The facts were like a smack in the face.

I was adrift in a sea of mixed emotions after taking the Codesa Walk at Emperors Palace in Ekurhuleni.

The Codesa Walk is like walking through a giant storybook telling our country’s history from the time of the San and the KhoeKhoe, through to the white settlers.

Details about the rise of the ANC until April 27 1994, when millions of South Africans gathered to cast their first democratic vote, are also there.

To sum up the country’s history in one sentence is a shame but Codesa Walk at the casino certainly extends much further and is much more indepth.

The walkway comprises boards with striking imagery, facts and speeches.

The boards work like gigantic pages from a book.

My anger stems from what the apartheid regime got away with.

Laws such as the Group Areas Acts, Bantu Authorities Act, Public Safety Act and the Terrorism Act.

The Group Areas Act saw three million blacks displaced.

I was overcome with emotion as I thought about what I would do and feel if someone displaced me from my cosy home.

Among the pictures were those of people who were put into ­“hostels” because they were not allowed to live in the suburbs.

Adults were treated like kids at a “hostel” camp.

The anger also came from speeches made by former prime minister Hendrik Verwoerd, in which he said that there was a “psychotic preoccupation sweeping through the world where black people thought they are entitled to rights and liberations”.

People actually said that and got away with it?

The ANC and other political parties rallied.

People had had enough and were bringing the country to its knees fighting for their rights. This evoked pride and hope.

The Codesa (Convention for a Democratic South Africa) talks – held at the World Trade Centre in Kempton Park, were the beginning of the end as former president FW de Klerk declared “enough is enough”.

Although brief, Codesa Walk has the ability to evoke emotions such as surprise, anger, shock, but hope and pride too.

And finally uncertainty.

As crime and corruption run rampant through South Africa, what will future storyboards look like?

▶ **Source material**:

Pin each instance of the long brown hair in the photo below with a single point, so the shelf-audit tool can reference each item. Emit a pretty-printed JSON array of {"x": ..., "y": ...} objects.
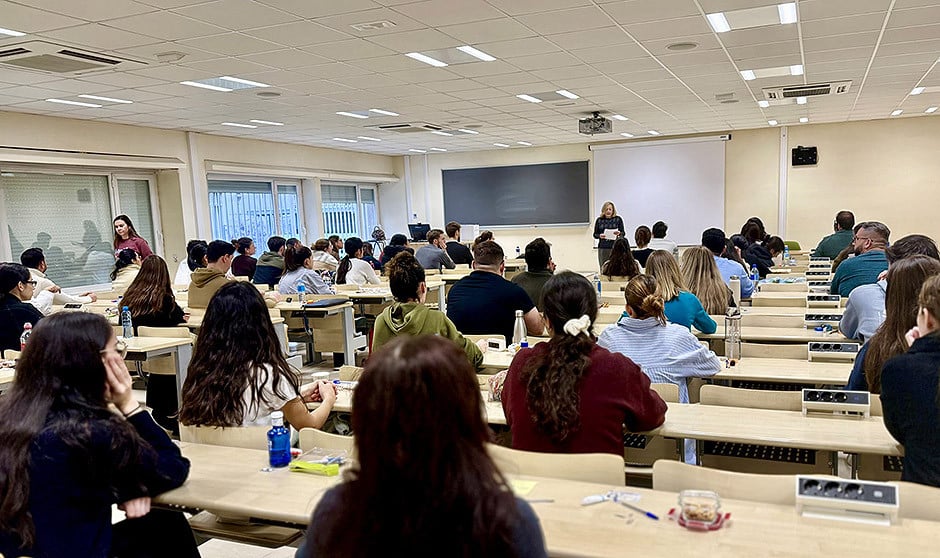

▶ **Stated goal 1**: In the Codesa Walk piece, where were the Codesa talks held?
▶ **Stated goal 2**: Return the passage of the Codesa Walk piece from "My anger stems" up to and including "million blacks displaced.", copied word for word.

▶ **Written reply 1**: At the World Trade Centre in Kempton Park.

▶ **Written reply 2**:
My anger stems from what the apartheid regime got away with.

Laws such as the Group Areas Acts, Bantu Authorities Act, Public Safety Act and the Terrorism Act.

The Group Areas Act saw three million blacks displaced.